> **TASK PROMPT**
Can you rewrite the records below as a JSON list of strings, one string per line with blank lines omitted, starting at the first line of the records and stopping after the line that contains "point(579, 320)", both included? Leave the pictures out of the list.

Coordinate annotation records:
########
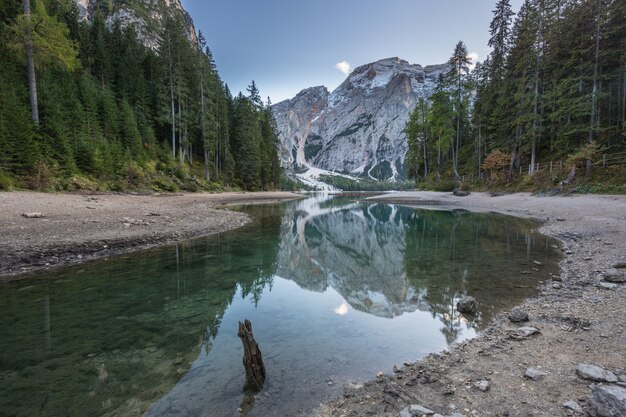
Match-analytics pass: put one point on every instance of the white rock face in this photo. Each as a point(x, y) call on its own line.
point(145, 15)
point(358, 128)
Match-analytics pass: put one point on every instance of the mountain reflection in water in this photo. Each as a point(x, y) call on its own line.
point(336, 291)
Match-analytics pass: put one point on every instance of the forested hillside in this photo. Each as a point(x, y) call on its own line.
point(546, 108)
point(86, 105)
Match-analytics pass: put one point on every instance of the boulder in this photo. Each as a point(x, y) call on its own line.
point(483, 385)
point(573, 405)
point(607, 401)
point(32, 215)
point(518, 315)
point(460, 193)
point(616, 276)
point(595, 373)
point(467, 305)
point(534, 374)
point(415, 410)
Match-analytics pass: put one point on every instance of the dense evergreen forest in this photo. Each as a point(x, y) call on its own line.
point(85, 105)
point(545, 108)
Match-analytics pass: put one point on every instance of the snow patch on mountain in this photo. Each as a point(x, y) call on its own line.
point(358, 129)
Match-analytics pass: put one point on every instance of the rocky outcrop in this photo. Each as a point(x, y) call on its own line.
point(358, 128)
point(146, 15)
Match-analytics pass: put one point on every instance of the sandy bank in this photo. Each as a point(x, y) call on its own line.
point(75, 228)
point(579, 320)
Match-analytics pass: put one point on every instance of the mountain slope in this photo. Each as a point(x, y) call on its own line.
point(146, 15)
point(358, 128)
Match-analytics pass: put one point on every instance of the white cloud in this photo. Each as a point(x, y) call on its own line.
point(344, 67)
point(474, 57)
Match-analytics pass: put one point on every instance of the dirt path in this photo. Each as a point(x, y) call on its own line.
point(75, 228)
point(580, 320)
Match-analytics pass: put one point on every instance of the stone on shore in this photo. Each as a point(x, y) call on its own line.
point(483, 385)
point(534, 374)
point(615, 276)
point(32, 215)
point(595, 373)
point(573, 405)
point(415, 410)
point(607, 401)
point(467, 305)
point(518, 315)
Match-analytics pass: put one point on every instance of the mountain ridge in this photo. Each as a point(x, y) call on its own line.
point(357, 129)
point(146, 15)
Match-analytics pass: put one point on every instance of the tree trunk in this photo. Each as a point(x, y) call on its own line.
point(30, 64)
point(171, 77)
point(252, 359)
point(458, 127)
point(594, 91)
point(425, 160)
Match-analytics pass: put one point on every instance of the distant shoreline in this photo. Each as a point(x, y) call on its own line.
point(75, 228)
point(580, 319)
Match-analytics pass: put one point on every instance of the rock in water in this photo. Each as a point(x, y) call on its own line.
point(607, 401)
point(615, 275)
point(518, 315)
point(595, 373)
point(467, 305)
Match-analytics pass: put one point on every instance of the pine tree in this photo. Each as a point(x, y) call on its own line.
point(459, 70)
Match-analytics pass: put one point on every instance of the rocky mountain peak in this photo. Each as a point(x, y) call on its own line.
point(146, 15)
point(358, 129)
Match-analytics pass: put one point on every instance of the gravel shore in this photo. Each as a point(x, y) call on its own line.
point(580, 318)
point(42, 230)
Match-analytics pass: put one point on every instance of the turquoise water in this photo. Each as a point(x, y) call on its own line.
point(336, 291)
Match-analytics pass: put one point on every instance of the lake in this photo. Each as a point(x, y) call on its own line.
point(336, 291)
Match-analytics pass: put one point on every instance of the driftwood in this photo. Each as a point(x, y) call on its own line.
point(252, 359)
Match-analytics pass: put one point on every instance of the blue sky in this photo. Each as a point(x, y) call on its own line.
point(289, 45)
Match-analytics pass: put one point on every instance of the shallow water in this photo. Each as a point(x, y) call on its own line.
point(336, 291)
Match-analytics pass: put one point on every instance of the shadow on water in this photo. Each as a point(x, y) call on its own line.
point(336, 291)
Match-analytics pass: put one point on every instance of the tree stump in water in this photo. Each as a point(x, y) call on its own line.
point(252, 359)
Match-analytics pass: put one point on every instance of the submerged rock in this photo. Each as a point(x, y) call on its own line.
point(615, 275)
point(518, 315)
point(524, 332)
point(595, 373)
point(460, 193)
point(467, 305)
point(607, 401)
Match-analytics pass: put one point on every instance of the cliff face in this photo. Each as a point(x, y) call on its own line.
point(358, 128)
point(146, 15)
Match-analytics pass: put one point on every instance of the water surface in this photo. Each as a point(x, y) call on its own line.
point(336, 291)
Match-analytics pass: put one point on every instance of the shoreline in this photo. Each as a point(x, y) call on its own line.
point(77, 228)
point(579, 321)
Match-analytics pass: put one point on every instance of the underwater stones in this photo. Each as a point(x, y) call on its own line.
point(518, 315)
point(467, 305)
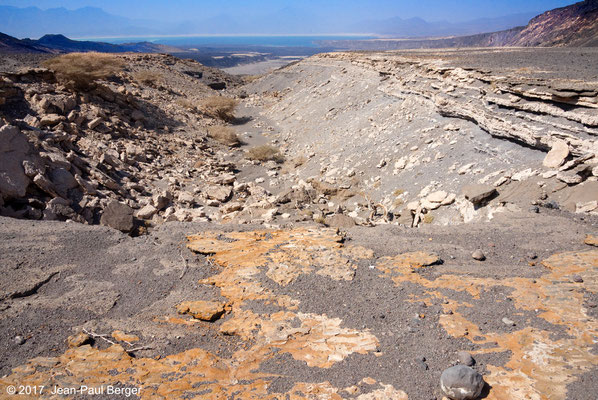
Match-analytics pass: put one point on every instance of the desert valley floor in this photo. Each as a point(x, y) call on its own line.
point(411, 211)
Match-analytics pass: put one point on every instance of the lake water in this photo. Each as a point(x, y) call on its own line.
point(230, 41)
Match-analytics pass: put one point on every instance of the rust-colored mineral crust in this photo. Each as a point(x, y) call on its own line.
point(540, 366)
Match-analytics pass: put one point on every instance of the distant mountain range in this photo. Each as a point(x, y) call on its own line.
point(62, 44)
point(574, 26)
point(95, 22)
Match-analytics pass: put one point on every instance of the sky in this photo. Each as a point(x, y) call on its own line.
point(430, 10)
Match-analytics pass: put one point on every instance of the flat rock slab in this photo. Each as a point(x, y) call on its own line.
point(118, 216)
point(204, 310)
point(557, 155)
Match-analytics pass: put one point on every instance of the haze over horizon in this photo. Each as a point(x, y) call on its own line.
point(155, 17)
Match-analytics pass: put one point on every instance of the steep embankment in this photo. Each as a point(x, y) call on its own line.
point(398, 129)
point(573, 26)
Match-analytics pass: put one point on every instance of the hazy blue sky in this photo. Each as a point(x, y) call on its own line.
point(431, 10)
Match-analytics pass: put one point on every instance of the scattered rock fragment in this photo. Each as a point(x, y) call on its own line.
point(340, 221)
point(124, 337)
point(146, 212)
point(478, 193)
point(118, 216)
point(478, 255)
point(219, 193)
point(461, 383)
point(465, 358)
point(557, 155)
point(591, 240)
point(437, 197)
point(78, 340)
point(205, 310)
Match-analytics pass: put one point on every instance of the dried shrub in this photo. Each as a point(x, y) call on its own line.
point(83, 69)
point(264, 153)
point(220, 107)
point(149, 78)
point(224, 134)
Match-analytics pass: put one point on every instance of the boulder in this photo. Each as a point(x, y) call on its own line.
point(51, 120)
point(162, 200)
point(118, 216)
point(63, 181)
point(557, 155)
point(219, 193)
point(478, 193)
point(581, 194)
point(340, 221)
point(13, 149)
point(147, 212)
point(461, 383)
point(437, 197)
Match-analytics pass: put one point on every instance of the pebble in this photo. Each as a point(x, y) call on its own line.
point(478, 255)
point(465, 358)
point(461, 383)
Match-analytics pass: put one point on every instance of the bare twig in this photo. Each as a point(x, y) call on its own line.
point(185, 268)
point(96, 335)
point(139, 349)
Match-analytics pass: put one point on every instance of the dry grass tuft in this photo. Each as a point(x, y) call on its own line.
point(83, 69)
point(220, 107)
point(264, 153)
point(149, 78)
point(224, 134)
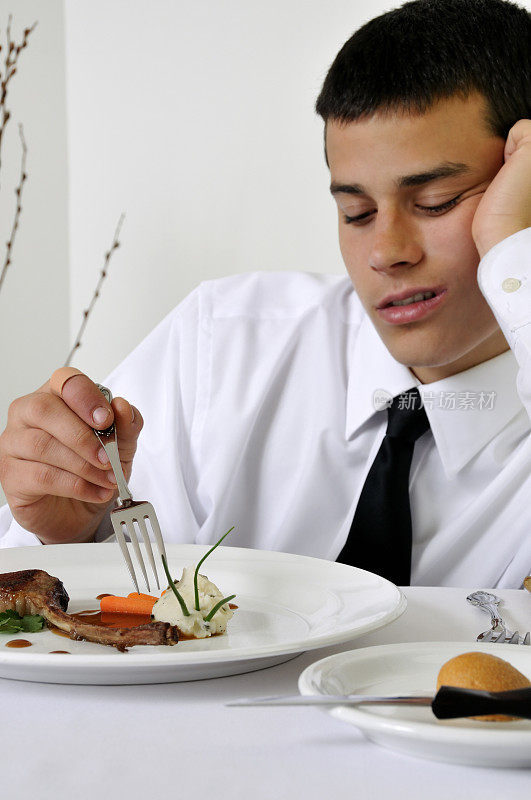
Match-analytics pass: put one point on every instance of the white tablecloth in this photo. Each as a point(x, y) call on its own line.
point(180, 741)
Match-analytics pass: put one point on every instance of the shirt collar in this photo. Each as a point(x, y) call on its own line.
point(465, 410)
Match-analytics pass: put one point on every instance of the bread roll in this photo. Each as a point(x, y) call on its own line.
point(482, 671)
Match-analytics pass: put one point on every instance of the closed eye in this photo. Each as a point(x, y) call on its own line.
point(430, 210)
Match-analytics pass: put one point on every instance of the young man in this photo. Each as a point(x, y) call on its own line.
point(262, 394)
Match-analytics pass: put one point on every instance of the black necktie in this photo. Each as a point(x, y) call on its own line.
point(380, 534)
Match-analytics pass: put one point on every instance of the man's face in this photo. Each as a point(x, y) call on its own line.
point(407, 188)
########
> **RESULT OF THIS TASK**
[
  "Match-analytics pass: put one point on every instance of the white rock face in this photo. Each as a point(x, y) call on its own line.",
  "point(145, 15)",
  "point(358, 128)",
  "Match-analytics pass: put one point on every instance of the mountain reflection in water in this photo. Each as a point(x, y) call on its own line.",
  "point(336, 291)",
  "Match-analytics pass: put one point on every instance of the forested hillside in this photo. Each as a point(x, y) call on its own line.",
  "point(546, 108)",
  "point(86, 105)",
  "Match-analytics pass: put one point on every instance of the boulder in this photo. Each as a point(x, y) call on its own line.",
  "point(483, 385)",
  "point(573, 405)",
  "point(607, 401)",
  "point(32, 215)",
  "point(518, 315)",
  "point(460, 193)",
  "point(616, 276)",
  "point(595, 373)",
  "point(467, 305)",
  "point(534, 374)",
  "point(415, 410)",
  "Match-analytics pass: put one point on every instance of the dense evergreen forest in this photo. Each as a point(x, y) call on its own line.",
  "point(85, 105)",
  "point(545, 108)",
  "Match-analytics pass: put one point on every instance of the snow patch on mountain in this photo. Each as a point(x, y) call on its own line.",
  "point(358, 129)",
  "Match-analytics pass: put one point on every instance of the rocky outcrop in this photo. Each as a point(x, y) call on its own line.",
  "point(358, 128)",
  "point(146, 15)",
  "Match-analytics pass: put one point on every instance of the sandy bank in this photo. Each as a point(x, y) call on its own line.",
  "point(75, 228)",
  "point(579, 320)"
]